• [Exercise goal]: Pictures stay out of the copy; restate everything else in the material exactly.

• [Working data]:
'''
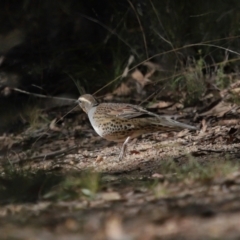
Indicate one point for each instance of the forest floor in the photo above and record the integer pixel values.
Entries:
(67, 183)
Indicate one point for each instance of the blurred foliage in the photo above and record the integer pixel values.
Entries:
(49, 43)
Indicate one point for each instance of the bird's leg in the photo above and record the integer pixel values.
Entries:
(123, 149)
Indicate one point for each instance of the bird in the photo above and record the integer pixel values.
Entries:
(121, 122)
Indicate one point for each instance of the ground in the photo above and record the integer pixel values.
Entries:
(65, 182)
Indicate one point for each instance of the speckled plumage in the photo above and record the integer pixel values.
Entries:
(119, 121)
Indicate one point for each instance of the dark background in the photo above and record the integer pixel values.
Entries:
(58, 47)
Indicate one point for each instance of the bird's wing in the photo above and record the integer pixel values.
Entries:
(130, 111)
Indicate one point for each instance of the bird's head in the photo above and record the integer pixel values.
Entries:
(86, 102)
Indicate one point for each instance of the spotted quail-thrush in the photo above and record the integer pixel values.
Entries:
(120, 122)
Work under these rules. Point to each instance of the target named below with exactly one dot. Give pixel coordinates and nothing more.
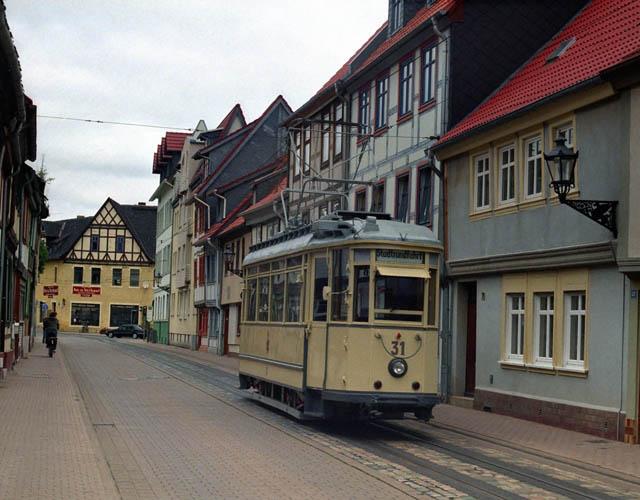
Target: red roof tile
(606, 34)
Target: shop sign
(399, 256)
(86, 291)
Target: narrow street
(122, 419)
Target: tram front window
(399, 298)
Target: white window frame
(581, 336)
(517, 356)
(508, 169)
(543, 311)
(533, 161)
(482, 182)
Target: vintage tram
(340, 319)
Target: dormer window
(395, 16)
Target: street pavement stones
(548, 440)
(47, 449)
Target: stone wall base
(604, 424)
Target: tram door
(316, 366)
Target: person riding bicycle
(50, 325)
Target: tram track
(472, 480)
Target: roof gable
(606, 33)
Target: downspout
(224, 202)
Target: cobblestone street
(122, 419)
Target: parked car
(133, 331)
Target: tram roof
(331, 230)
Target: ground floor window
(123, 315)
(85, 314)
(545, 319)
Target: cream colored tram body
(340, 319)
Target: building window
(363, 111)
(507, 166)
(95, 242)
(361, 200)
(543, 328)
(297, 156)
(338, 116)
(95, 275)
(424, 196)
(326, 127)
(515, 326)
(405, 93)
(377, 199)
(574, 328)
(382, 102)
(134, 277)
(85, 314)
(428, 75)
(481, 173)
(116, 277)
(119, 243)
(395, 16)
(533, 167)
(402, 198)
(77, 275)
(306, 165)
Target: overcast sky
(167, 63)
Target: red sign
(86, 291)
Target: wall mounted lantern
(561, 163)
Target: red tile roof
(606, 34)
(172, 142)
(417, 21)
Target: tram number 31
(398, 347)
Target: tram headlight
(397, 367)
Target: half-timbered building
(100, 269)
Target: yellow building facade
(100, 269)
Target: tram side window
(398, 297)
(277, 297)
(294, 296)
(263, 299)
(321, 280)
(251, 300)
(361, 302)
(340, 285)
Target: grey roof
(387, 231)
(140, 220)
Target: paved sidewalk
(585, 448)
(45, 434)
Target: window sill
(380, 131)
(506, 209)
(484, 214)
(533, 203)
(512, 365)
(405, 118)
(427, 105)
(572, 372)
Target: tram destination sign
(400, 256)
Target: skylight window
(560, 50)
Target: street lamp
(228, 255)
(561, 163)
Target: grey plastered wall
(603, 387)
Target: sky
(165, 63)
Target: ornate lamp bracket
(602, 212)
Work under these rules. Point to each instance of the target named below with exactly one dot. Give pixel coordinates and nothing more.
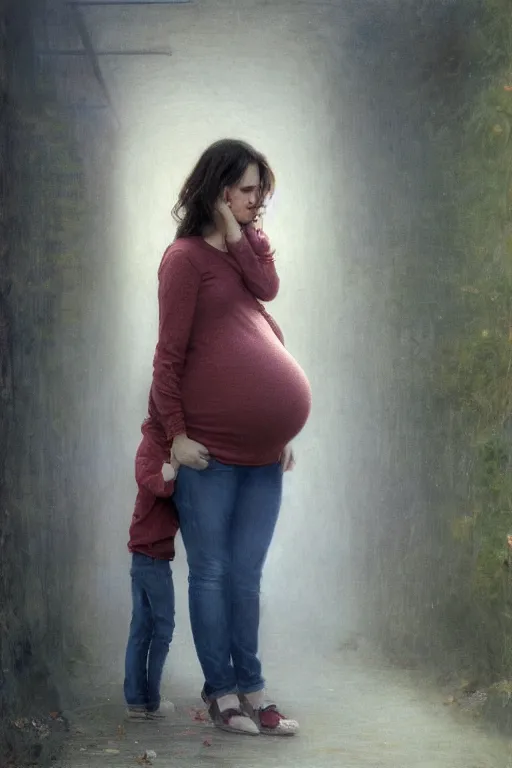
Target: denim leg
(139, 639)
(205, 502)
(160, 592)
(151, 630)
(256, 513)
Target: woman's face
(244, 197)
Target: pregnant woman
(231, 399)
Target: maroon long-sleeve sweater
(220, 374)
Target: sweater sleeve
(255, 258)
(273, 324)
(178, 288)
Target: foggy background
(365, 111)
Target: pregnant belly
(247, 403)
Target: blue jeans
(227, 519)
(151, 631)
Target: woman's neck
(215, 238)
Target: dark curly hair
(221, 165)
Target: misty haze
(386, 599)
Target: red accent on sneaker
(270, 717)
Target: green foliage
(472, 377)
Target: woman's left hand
'''
• [Reply to the exercise]:
Indicate one point for each instance of the forest floor in the photo above and record the integer pixel values.
Entries:
(67, 183)
Indicate one point for each instance of the blurred foliage in the photo above and record the integer pixel values.
Entries:
(49, 43)
Indicate one point for each instance of the bird's leg in the photo above and record the integer pixel values.
Entries:
(123, 149)
Indicate one point for each instance of the bird in the photo above and record the integer pixel values.
Entries:
(121, 122)
Indicate one point for each instance of the ground in the photo above and record the integer pixel values.
Entries:
(65, 182)
Indicate one point for each instance of the speckled plumage in the photo above and record the integer pixel values.
Entries:
(119, 121)
Indicate one point for each instance of the dark background in the photo above and record the integer pixel values.
Entries:
(58, 47)
Indicate one point for each instance of the bird's wing in the photo above and record the integer pixel values.
Entries:
(130, 111)
Indicate one point for each instance of the bird's head in the photo above and record the integer pixel values.
Entries:
(86, 102)
Indicate one point for each instance of the spotted quail-thrush in the photo above and record the integer pixel values.
Entries:
(120, 122)
Work under these rules. Point to each instance of the target named below with exactly one dot. Give pixel coordinates and nothing more.
Target: red roof tile
(606, 34)
Target: shop sign
(399, 256)
(86, 291)
Target: narrow street
(122, 419)
Target: tram front window
(399, 298)
Target: white window frame
(581, 336)
(517, 356)
(508, 169)
(543, 311)
(533, 161)
(482, 182)
Target: vintage tram
(340, 319)
Target: dormer window
(395, 16)
Target: street pavement stones
(548, 440)
(47, 449)
Target: stone wall base
(604, 424)
Target: tram door
(316, 366)
Target: person riding bicycle
(50, 325)
Target: tram track
(472, 480)
Target: roof gable
(606, 33)
Target: downspout
(224, 202)
Target: cobblestone street
(122, 419)
Target: parked car
(133, 331)
Target: tram roof
(331, 230)
Target: ground floor window
(123, 315)
(85, 314)
(545, 319)
Target: cream colored tram body
(340, 319)
Target: building window
(363, 111)
(507, 166)
(95, 242)
(361, 200)
(543, 328)
(297, 156)
(338, 116)
(95, 275)
(424, 196)
(326, 127)
(515, 326)
(405, 93)
(377, 199)
(574, 328)
(382, 102)
(134, 277)
(85, 314)
(428, 75)
(481, 173)
(116, 277)
(119, 243)
(395, 16)
(533, 167)
(402, 198)
(77, 275)
(306, 165)
Target: overcast sky
(167, 63)
Target: red sign
(86, 291)
Target: wall mounted lantern
(561, 163)
Target: red tile roof
(606, 34)
(172, 142)
(417, 21)
Target: tram number 31
(398, 347)
Target: tram headlight
(397, 367)
Target: half-timbered building
(100, 269)
Target: yellow building facade
(100, 269)
Target: tram side window
(398, 297)
(277, 297)
(294, 296)
(263, 299)
(321, 280)
(251, 300)
(361, 302)
(340, 285)
Target: grey roof
(387, 231)
(140, 220)
Target: paved sidewalk
(585, 448)
(45, 434)
Target: window sill
(380, 131)
(506, 209)
(484, 214)
(533, 203)
(512, 365)
(405, 118)
(427, 105)
(572, 372)
Target: tram destination sign
(400, 256)
Target: skylight window
(560, 50)
Target: street lamp
(228, 255)
(561, 163)
Target: grey plastered wall
(603, 387)
Target: sky
(165, 63)
Target: ornate lamp bracket
(602, 212)
Work under these rules. Point to each instance of the target named below with exactly one dot. Give pixel coordinates and nothing more.
Target: denim leg
(139, 639)
(205, 502)
(160, 592)
(151, 630)
(256, 513)
Target: woman's face
(244, 197)
Target: pregnant woman
(231, 399)
Target: maroon long-sleeve sweater
(220, 374)
Target: sweater sleeve
(255, 258)
(273, 324)
(178, 288)
Target: foggy background
(365, 111)
Target: pregnant belly
(247, 403)
Target: blue jeans
(227, 519)
(151, 631)
Target: woman's neck
(215, 238)
Target: dark curly hair
(221, 165)
Target: misty haze
(386, 599)
Target: red accent on sneaker
(270, 717)
Target: green foliage
(472, 377)
Target: woman's left hand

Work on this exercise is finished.